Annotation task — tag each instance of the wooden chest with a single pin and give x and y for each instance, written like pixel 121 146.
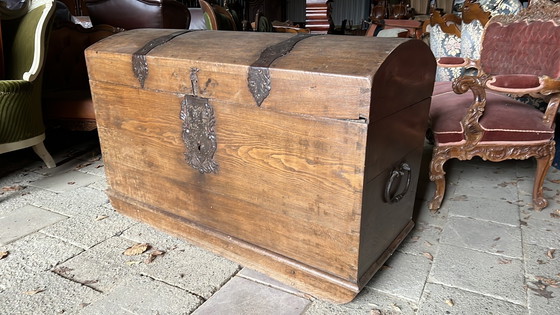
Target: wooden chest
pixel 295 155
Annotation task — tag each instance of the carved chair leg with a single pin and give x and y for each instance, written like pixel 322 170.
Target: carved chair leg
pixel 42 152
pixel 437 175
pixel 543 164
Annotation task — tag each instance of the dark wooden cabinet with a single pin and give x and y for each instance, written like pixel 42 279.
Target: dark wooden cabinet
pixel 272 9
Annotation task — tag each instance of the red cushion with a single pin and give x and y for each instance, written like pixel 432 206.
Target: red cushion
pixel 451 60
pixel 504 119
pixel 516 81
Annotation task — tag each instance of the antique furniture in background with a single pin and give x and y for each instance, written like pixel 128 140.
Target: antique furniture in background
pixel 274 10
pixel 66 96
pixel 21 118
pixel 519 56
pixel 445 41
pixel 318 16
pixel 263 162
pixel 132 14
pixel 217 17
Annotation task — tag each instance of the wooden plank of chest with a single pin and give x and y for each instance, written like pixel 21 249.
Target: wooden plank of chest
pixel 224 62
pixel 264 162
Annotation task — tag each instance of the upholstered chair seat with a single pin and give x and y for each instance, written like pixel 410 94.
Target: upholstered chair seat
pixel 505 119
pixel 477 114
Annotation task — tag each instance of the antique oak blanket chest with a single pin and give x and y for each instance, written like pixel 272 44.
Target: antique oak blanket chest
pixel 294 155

## Short task
Reproduce the entries word for word, beginning with the line that contains "Annotation task — tag each instance of the upholstered" and continuing through the end of the entries.

## Completed exercise
Annotation task — tag each instance of the upholstered chair seat with a single pin and give x and y for each instance, written like pixel 410 94.
Target: upholstered chair seat
pixel 505 119
pixel 477 114
Annotation task — tag each instance of the antique oak blanket chest with a single pin and give x and y for each instance, written like pixel 272 44.
Target: antique oak blanket chest
pixel 294 155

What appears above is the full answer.